The listing below must be repeated word for word, with its images excluded.

# MATERIAL:

□ □ □

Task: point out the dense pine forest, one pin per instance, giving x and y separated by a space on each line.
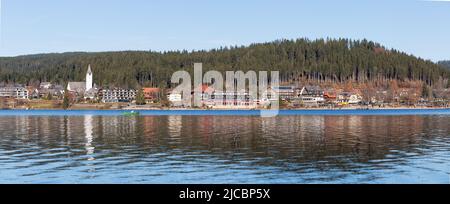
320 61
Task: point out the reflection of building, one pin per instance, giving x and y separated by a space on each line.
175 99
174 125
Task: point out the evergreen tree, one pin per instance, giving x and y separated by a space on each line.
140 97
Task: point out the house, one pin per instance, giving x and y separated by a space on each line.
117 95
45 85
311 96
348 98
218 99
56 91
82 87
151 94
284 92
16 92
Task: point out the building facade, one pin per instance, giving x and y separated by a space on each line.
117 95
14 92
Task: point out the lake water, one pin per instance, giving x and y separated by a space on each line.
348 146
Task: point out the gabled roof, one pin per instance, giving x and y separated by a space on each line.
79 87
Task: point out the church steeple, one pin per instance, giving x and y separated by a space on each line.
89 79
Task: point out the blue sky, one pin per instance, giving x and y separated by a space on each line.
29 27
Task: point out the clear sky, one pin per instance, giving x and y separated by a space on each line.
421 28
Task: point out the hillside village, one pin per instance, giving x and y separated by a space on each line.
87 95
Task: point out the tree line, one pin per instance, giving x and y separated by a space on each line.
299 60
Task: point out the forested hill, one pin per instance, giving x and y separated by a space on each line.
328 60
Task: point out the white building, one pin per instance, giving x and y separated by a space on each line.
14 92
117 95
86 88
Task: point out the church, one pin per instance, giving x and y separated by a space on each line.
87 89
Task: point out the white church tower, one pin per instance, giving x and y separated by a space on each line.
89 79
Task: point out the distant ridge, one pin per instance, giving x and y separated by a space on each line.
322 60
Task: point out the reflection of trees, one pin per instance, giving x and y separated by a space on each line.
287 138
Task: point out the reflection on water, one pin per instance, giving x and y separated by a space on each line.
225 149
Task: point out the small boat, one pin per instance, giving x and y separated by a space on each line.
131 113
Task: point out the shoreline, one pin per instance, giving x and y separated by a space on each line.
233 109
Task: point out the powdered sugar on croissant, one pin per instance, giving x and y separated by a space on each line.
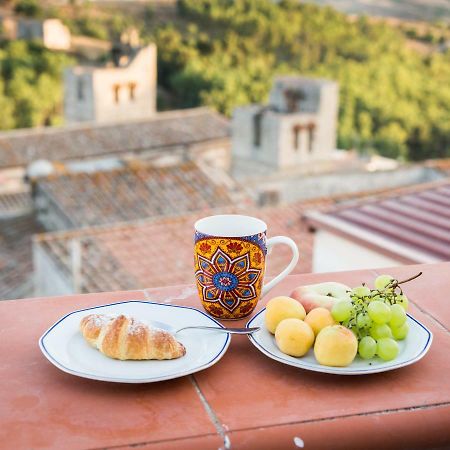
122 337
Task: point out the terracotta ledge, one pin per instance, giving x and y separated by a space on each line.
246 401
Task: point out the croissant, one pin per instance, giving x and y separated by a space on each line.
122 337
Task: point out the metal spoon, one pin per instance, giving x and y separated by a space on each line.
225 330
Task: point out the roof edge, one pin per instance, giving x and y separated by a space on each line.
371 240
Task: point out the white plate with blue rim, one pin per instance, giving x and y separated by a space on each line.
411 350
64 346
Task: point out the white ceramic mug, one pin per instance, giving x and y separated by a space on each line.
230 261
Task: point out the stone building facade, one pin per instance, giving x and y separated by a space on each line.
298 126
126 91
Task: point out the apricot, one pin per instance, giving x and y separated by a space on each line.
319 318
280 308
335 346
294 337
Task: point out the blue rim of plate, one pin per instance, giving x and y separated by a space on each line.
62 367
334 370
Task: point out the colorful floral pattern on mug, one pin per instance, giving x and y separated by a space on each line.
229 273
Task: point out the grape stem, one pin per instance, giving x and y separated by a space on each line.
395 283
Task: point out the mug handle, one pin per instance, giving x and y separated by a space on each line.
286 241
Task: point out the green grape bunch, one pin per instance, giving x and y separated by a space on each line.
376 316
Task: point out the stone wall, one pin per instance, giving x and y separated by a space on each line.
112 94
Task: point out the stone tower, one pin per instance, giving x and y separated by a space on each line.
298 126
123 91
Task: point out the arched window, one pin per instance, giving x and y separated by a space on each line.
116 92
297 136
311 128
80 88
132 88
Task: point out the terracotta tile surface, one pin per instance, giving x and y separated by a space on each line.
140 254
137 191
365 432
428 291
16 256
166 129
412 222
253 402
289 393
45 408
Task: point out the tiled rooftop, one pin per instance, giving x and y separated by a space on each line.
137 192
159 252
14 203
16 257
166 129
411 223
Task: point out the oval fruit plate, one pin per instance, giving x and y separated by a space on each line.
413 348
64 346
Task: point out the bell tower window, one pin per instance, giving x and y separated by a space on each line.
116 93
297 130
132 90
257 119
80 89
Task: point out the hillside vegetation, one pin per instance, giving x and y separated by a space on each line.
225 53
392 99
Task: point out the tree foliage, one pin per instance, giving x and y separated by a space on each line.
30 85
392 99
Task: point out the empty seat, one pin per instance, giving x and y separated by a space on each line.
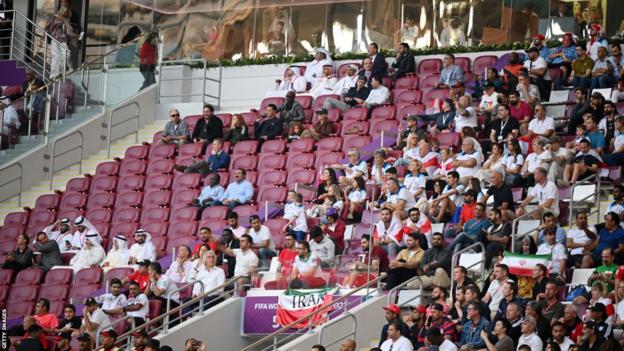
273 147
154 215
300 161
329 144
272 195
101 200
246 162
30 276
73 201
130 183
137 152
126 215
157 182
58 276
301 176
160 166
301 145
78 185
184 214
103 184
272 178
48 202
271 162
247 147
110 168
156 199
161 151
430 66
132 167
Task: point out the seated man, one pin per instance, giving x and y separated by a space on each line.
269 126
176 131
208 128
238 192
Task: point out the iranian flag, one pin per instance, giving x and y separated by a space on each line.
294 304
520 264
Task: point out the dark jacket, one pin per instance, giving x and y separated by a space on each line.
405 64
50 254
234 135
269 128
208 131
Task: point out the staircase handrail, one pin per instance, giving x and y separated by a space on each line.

□ □ □

# TASK ANSWER:
Task: point out the dense pine forest, one pin per instance, giving x and y separated by a space on each line.
320 61
Task: point out the reflection of building, one pin per instance, giving x and y separated by a space on each line.
175 99
174 125
Task: point out the evergreen tree, one pin per instance, giving x and y separated by a space on each line.
140 97
Task: point out the house, one pin per instance, giving x and y separated by a space on each line.
117 95
45 85
311 96
348 98
218 99
56 91
82 87
151 94
284 92
16 92
Task: point out the building facade, one pin per instance, giving x and y separated by a space on each line.
117 95
14 92
Task: point out the lake water, one pin per instance, giving x and y separated by a space on each line.
348 146
Task: point out the gabled roof, one pin per instance, giving x and y separated by a space on each line.
79 87
Task: point out the church steeple, one pin per instance, giving x and y separated by a space on each line.
89 79
Task: point out the blue sky, one pin per instance, giving x and y separated by a space on each line.
29 27
Task: point out the clear sky, one pin per instance, giving x and y separated by a space on each line.
421 28
Task: point out the hillside village, one pin per instance, giving x and y separated by a space on each line.
87 95
Task: point out the tree line, one pin per instance, giving x and y separated by a space on each line.
299 60
Task: point out the forested hill, one pin per instance, giving x and y separated by a space on each line.
328 60
Task: point out the white building, one pin per instance, giving x and y separated by a space on each line.
14 92
117 95
86 88
Task: point out the church, one pin per instance, giving x and y separated by a space on each line.
87 89
Task: point out the white church tower, one pin per instance, giving x and y separated by a space on each line.
89 79
Task: point out the distant ridge, one pin per instance, giving x and y separated by a space on each line.
322 60
Task: point out the reflection of trees, one pin per instance, giving x and y separated by a space on each line.
287 138
Task: point out the reflection on water, one pin per instance, giving x and y separated by a space on each line.
225 149
Task: point out the small boat, one pin per instance, giving x and y separated by a space on each line.
131 113
Task: point out the shoreline, one pin per instance, giving x and y separated by a space on each line.
233 109
Task: point out the powdered sugar on croissant, one pin per instance, giving x and y separated by a space on each line.
122 337
Task: point out the terracotta ledge, one pin per instance, giving x and y separated by a space on each line.
246 401
Task: point out the croissant, one pin per instance, giving x and y separated by a space on each line.
122 337
Task: point out the metal spoon, one pin per instance, giving x and y separated by a space on each line.
225 330
Task: point out the roof edge, one pin per instance, giving x and y separated by a space on each line.
371 240
Task: point out the white plate with blue rim, one pin per instance, giving x and y separated by a space on each line.
411 350
64 346
Task: point out the white ceramic mug, one pin per instance, giving x and y separated by a space on each line.
230 261
Task: point out the stone building facade, one pin per instance, giving x and y separated by a space on each line.
298 126
126 91
Task: point out the apricot, one pin per instance, giving x and y separated by a space on each line.
319 318
280 308
335 346
294 337
Task: point out the blue rim of plate, one pin per instance, giving x and y separated by a space on each line.
62 367
334 370
Task: point out the colorful floral pattern on mug, one pin per instance, giving x and y separated by a space on each line.
229 273
Task: point out the grape stem, one pin per instance, giving x and y separated by a space on each line.
395 283
Task: point out the mug handle, one pin per instance, giving x and y separated by a space on each line.
286 241
Task: point out the green grape bunch, one pin per instance, giving x and y separated by a space on each line.
376 316
Task: point out the stone wall, one pin per instance, giving x and y separated by a space on each line.
112 94
Task: point out the stone tower, one pin per instance, giving x and y separated by a space on each line.
298 126
123 91
Task: point out the arched window, one pin per instance, giving x and y separated by a space on each line.
116 92
297 136
311 128
80 88
132 88
Task: point out the terracotta tile surface, one pin per instance, giving x and y separated by a space on each line.
140 254
137 191
365 432
428 291
16 256
166 129
412 222
253 402
289 393
45 408
Task: point out the tiled rooftop, one pin per instance, giving x and y separated by a space on each line.
137 192
159 252
14 203
16 257
166 129
411 223
Task: point out the oval fruit plate, one pin per instance, giving x and y separated by a space on each line.
413 348
64 346
Task: point out the bell tower window, one pin per instance, giving x and y separated by a space on each line.
116 93
297 130
132 90
257 119
80 89
Task: point out the hillside vegetation, one pin per instance, giving x and y separated by a space on each line.
225 53
392 99
Task: point out the tree foliage, one pin per instance, giving x and y separated by a space on each line.
30 85
392 99
Task: point out the empty seat, one pin per instance, giving x and y separated by a space on each line.
273 147
154 215
300 161
329 144
272 195
101 200
246 162
30 276
73 201
130 183
137 152
126 215
157 182
58 276
301 176
160 166
301 145
78 185
184 214
103 184
272 178
48 202
271 162
247 147
110 168
156 199
161 151
430 66
132 167
Task: point out the seated man, one pin per instance, giving x and y separated by a space on each line.
269 126
176 131
208 128
238 192
Task: point out the iranian flag, one pin per instance, giving x and y separated by a space on each line.
294 304
520 264
Task: point out the dark jacket, one pin per instance, giving x and y separated by a space on each line.
405 64
50 254
234 135
269 128
208 131
Task: point out the staircase handrail, one pin per instance, giving x and y separated by a space on each line.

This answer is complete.